- [Work instructions]:
Could you tally the lines in the listing below that include the word "colour"? Respond with the total alone.

- [Available data]:
....................

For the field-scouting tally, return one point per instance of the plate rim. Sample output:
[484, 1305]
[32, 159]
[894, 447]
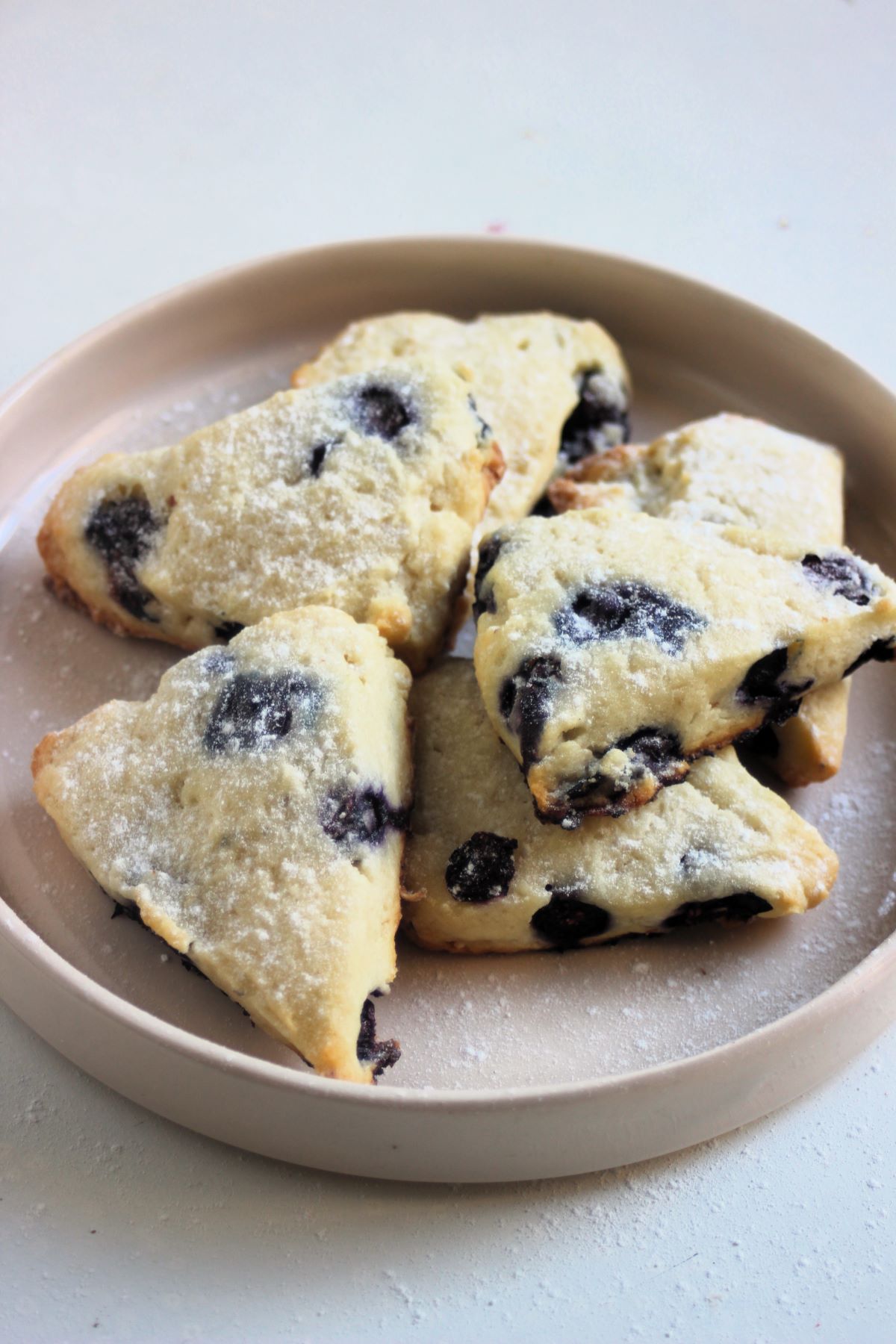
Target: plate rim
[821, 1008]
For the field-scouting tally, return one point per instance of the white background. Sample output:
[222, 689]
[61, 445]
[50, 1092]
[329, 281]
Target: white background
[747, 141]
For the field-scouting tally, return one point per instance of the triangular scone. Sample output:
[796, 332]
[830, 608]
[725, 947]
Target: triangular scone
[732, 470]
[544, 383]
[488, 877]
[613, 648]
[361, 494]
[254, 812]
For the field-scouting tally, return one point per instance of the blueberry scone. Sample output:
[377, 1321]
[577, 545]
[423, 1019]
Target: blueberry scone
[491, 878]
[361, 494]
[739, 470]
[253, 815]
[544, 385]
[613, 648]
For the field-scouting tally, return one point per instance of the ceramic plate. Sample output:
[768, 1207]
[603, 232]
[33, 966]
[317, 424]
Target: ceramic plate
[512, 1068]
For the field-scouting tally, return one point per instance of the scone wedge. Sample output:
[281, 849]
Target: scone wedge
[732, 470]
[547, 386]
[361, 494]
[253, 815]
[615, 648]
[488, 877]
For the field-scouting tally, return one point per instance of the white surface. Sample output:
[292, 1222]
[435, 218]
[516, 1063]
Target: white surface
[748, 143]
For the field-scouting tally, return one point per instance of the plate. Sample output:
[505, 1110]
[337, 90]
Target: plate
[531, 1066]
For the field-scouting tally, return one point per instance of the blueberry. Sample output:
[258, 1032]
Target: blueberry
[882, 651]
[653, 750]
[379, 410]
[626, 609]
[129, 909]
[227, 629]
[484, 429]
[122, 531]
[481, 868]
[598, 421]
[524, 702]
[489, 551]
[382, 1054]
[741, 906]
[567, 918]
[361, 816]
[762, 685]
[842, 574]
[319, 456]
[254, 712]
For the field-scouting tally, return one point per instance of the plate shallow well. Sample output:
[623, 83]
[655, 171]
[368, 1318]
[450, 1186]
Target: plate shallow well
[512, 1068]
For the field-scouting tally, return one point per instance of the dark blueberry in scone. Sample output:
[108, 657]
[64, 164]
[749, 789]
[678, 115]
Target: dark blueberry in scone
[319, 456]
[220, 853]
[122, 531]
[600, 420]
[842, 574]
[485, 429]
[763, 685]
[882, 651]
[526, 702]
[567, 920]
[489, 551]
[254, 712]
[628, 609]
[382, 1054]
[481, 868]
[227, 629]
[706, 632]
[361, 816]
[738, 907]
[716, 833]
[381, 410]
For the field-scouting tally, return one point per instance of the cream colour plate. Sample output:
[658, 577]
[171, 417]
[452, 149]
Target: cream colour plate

....................

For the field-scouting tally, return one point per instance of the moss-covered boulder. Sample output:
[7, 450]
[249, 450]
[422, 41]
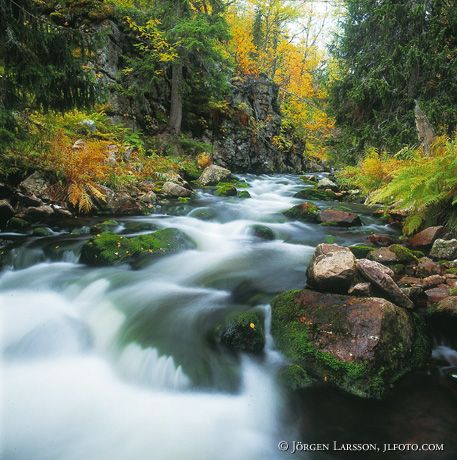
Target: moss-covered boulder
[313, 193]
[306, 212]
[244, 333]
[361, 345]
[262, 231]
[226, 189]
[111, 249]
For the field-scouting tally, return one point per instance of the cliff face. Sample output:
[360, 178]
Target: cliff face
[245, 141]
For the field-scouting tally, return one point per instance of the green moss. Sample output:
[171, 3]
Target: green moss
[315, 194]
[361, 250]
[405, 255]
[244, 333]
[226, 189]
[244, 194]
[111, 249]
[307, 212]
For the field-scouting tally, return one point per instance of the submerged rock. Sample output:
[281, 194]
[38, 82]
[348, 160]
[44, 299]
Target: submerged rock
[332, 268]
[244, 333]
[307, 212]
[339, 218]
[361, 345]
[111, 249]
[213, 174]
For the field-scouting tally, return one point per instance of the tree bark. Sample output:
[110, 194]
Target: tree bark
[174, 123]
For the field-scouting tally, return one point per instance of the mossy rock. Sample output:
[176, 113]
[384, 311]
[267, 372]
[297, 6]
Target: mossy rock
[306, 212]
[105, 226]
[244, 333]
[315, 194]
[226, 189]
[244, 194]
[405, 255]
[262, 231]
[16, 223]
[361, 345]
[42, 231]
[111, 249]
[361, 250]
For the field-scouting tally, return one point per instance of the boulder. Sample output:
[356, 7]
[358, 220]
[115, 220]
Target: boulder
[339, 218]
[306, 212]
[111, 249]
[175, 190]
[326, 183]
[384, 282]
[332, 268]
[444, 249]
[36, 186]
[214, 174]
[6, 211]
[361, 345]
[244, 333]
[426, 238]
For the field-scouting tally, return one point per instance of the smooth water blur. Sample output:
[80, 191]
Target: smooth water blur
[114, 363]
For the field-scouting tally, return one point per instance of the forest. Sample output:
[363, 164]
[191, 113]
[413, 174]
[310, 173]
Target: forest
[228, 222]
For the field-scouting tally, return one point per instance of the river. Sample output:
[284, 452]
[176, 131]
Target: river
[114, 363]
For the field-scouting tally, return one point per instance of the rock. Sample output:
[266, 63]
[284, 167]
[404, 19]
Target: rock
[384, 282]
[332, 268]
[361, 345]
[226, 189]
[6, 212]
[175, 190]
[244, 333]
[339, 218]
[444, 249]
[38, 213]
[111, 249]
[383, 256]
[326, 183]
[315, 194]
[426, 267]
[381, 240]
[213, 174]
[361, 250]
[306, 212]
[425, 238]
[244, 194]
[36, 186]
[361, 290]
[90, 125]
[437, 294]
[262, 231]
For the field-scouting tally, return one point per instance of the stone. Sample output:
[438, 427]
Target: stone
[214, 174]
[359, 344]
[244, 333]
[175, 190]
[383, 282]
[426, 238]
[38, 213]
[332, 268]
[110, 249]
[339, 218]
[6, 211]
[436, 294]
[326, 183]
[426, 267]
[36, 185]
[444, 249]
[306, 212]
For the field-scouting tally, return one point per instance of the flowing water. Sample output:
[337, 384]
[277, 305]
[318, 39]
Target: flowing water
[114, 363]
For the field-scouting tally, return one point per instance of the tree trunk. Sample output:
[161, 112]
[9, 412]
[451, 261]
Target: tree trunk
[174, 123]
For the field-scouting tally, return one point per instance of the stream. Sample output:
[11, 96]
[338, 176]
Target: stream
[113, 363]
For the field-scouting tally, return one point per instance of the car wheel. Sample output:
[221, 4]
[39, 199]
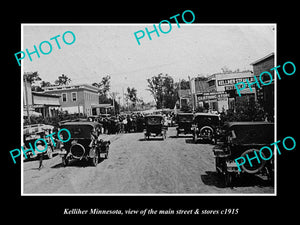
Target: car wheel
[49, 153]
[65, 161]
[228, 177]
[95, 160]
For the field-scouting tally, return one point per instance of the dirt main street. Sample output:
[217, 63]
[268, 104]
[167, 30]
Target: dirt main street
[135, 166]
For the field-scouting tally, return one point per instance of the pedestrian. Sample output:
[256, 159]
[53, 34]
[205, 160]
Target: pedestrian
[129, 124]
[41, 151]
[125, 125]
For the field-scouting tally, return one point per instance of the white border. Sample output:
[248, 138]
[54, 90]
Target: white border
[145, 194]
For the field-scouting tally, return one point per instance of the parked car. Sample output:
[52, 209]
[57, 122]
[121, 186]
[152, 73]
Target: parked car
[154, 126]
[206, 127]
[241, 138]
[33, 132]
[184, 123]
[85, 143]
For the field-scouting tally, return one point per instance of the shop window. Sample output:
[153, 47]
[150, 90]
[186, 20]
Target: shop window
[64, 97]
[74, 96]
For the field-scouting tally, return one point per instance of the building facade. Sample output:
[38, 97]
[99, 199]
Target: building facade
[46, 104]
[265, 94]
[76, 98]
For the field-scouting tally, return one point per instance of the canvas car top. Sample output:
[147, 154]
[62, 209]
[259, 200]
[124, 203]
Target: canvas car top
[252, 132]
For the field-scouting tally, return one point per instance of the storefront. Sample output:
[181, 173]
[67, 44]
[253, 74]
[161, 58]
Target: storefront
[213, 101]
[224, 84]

....................

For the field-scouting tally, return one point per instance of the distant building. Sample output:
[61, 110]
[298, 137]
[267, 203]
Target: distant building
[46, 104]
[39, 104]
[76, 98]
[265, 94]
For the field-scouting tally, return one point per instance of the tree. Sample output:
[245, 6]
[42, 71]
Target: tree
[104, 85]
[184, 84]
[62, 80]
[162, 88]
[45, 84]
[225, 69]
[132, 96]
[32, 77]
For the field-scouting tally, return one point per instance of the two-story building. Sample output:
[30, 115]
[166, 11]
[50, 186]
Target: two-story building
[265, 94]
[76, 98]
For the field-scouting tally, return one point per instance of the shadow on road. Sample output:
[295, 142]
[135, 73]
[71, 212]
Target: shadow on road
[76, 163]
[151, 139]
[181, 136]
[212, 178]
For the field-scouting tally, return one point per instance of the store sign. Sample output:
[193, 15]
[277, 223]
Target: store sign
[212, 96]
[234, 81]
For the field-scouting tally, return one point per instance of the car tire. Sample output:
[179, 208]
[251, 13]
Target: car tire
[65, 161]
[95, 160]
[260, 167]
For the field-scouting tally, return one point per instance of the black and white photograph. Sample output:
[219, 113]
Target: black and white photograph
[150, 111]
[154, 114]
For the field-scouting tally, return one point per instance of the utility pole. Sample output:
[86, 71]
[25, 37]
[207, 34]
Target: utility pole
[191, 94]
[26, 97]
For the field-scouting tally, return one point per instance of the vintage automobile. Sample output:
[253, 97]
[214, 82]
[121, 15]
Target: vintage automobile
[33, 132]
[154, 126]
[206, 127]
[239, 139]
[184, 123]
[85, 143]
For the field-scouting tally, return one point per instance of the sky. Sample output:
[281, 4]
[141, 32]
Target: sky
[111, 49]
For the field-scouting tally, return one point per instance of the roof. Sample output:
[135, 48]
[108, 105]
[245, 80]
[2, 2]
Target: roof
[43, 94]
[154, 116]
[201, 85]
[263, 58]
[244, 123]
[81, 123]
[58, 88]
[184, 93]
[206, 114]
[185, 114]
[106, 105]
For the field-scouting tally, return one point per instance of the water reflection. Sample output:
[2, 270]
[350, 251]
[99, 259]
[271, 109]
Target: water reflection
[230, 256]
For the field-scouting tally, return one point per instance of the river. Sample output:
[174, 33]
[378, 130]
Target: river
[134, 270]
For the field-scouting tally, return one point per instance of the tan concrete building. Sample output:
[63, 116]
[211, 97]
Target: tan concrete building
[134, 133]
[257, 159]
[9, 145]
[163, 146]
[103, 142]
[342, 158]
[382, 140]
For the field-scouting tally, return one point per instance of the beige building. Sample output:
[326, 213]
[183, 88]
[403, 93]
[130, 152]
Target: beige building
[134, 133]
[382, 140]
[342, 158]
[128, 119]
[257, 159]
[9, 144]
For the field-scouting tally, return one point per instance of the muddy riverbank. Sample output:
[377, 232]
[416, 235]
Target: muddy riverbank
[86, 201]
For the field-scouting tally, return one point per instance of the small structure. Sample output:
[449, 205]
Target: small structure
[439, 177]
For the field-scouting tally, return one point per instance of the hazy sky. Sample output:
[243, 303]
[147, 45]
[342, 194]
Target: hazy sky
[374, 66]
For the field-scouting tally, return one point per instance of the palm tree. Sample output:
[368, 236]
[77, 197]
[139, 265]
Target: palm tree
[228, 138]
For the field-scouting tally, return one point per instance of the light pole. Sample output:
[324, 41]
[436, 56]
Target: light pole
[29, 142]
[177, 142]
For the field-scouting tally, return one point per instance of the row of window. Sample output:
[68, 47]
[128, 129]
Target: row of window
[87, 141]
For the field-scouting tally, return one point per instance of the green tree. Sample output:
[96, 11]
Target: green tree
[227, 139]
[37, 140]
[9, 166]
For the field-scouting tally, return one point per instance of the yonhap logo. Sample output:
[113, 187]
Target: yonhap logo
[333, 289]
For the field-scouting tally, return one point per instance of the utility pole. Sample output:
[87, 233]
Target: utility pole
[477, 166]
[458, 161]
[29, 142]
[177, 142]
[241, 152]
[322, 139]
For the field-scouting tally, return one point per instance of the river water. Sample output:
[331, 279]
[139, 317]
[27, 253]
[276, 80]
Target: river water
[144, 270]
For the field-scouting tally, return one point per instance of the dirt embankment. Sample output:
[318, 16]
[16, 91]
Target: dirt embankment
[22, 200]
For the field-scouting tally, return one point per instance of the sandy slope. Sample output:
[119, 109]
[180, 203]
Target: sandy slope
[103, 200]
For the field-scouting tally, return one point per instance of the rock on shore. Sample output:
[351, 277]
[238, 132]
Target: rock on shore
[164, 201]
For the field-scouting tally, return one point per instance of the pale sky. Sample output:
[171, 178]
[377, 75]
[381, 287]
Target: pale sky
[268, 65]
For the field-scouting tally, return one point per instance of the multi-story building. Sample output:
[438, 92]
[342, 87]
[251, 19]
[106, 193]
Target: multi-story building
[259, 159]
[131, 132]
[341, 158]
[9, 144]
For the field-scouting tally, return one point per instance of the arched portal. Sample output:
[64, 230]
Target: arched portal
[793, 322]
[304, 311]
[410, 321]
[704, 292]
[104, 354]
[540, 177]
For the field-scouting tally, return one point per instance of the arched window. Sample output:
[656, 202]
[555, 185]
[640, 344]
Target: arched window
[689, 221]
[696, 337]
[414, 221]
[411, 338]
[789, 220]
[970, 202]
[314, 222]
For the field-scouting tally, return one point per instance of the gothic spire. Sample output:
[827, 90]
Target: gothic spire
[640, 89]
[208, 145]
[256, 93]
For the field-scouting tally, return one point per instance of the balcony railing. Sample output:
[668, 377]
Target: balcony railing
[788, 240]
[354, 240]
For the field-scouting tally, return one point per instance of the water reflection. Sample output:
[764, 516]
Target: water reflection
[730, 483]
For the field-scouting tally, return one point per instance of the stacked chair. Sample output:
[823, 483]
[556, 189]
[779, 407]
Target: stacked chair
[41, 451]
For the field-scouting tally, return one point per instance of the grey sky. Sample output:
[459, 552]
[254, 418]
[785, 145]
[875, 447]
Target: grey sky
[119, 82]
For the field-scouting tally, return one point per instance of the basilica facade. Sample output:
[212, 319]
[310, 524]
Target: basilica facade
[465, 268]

....................

- [Task solution]:
2